▸ Set task
Drop the images; return everything else in the listing below exactly.
──────
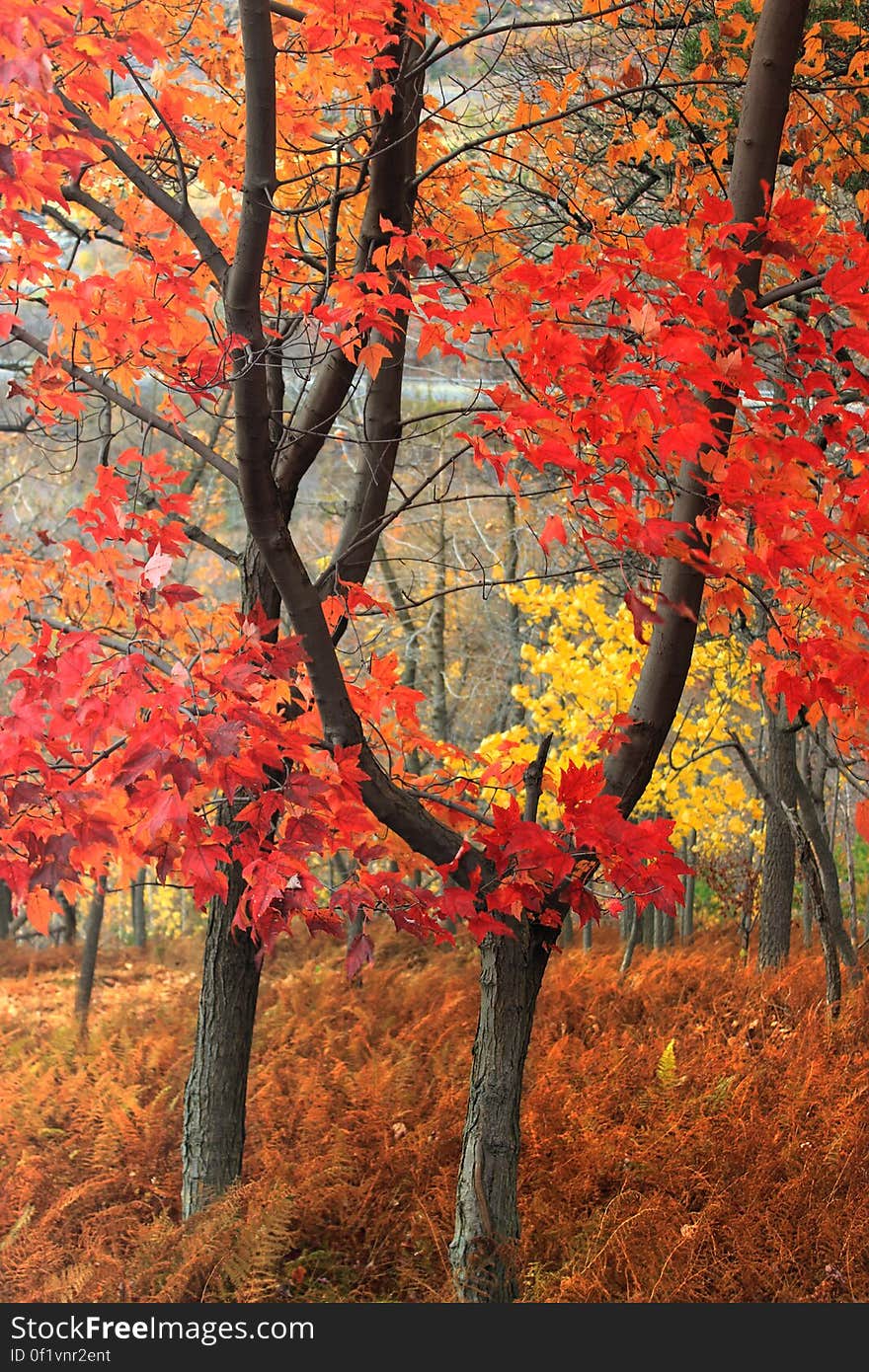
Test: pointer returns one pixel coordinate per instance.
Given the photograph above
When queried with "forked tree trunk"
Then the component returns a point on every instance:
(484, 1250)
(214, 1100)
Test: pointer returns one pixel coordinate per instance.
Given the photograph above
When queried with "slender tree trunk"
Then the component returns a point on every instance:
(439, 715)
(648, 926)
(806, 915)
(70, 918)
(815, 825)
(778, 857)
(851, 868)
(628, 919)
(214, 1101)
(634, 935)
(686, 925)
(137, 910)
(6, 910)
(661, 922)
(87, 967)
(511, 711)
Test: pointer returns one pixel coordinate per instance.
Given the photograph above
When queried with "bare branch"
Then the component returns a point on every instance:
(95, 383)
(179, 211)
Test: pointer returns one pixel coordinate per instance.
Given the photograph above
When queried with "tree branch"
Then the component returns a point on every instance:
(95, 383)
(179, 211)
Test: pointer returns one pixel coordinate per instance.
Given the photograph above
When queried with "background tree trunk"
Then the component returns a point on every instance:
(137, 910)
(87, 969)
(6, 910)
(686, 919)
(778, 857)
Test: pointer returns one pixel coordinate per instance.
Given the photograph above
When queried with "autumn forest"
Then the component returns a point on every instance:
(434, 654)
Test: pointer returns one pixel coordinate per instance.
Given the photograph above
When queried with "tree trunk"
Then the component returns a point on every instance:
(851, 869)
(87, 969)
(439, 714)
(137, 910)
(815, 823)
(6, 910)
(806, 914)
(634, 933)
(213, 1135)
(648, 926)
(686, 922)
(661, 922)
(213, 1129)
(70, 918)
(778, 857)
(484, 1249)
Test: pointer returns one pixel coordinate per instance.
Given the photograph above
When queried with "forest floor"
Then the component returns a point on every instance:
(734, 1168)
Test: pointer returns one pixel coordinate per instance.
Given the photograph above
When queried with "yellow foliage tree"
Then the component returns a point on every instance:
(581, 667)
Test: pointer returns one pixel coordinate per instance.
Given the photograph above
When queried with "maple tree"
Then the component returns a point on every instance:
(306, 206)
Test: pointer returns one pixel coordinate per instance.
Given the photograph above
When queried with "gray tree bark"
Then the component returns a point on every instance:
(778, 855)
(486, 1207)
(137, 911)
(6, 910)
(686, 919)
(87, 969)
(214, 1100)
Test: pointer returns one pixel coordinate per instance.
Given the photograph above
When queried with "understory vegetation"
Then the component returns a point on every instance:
──────
▸ Output of the task
Test: pointer returns one pixel coordinate per instance.
Given the photograph above
When queried with "forked tree trunk"
Then the component returns a point on every instance:
(484, 1250)
(214, 1100)
Test: pointer returns one pixel coordinate per instance.
Given the photograph above
When queried with "slender tree trunk"
Then the component returns a point on every instance:
(439, 715)
(648, 926)
(806, 915)
(70, 918)
(815, 825)
(778, 857)
(851, 868)
(628, 919)
(214, 1101)
(634, 935)
(686, 925)
(137, 910)
(6, 910)
(661, 922)
(87, 967)
(511, 711)
Test: pointer returns one pixel coordinate per instance.
Given the photograph above
When queried with "bare branch"
Then the component returns a point on every instance:
(95, 383)
(179, 211)
Test: pointer returns one pixel coordinate per instance.
Given the photograph above
When queried with "tree branch"
Then the component returns a point on every instance:
(95, 383)
(179, 211)
Test: pointer returns one pixel coordinate per instance.
Given the photograph above
When queried with "background tree trunk"
Then the component returns a point on every instance:
(137, 910)
(87, 969)
(6, 910)
(686, 919)
(778, 857)
Test: pointer returns one pixel coordinate per instance.
Given the photograph above
When queried with "autumn forest"
Then the component returns a point on every instance:
(434, 654)
Test: pointer returns one pixel coordinate per instance.
Given the photograph above
When queried with "tree trunk"
Then the component returns a point on every instance:
(851, 869)
(87, 969)
(439, 714)
(137, 910)
(815, 823)
(6, 910)
(806, 914)
(634, 933)
(213, 1135)
(648, 926)
(686, 922)
(661, 922)
(213, 1129)
(70, 918)
(778, 857)
(484, 1249)
Test: pointer returns one pixel coordinate per instance.
Given the photograph above
When queried with "forest floor"
Then the component returns a point on every instance:
(734, 1168)
Test: pointer returns one pixel coordinate per instance.
Given the photograph above
When queried with "yellow foliage tree"
Then the component returns a point on every instance:
(581, 667)
Test: pointer returns one pixel coordinate per instance.
Given the photograph above
When queried with "maple tree"
Then the component returns a point on every instance:
(306, 206)
Test: pointer returns one pixel coordinate per instance.
Given the photograph above
When queried with "gray tree bark"
Then the component returns a point on every instance:
(778, 855)
(486, 1207)
(137, 911)
(6, 910)
(686, 919)
(87, 969)
(214, 1100)
Test: pointer returns one pixel coordinate per instance.
Given the photograph above
When queried with "understory vegetation"
Then the component returns a point on every instance:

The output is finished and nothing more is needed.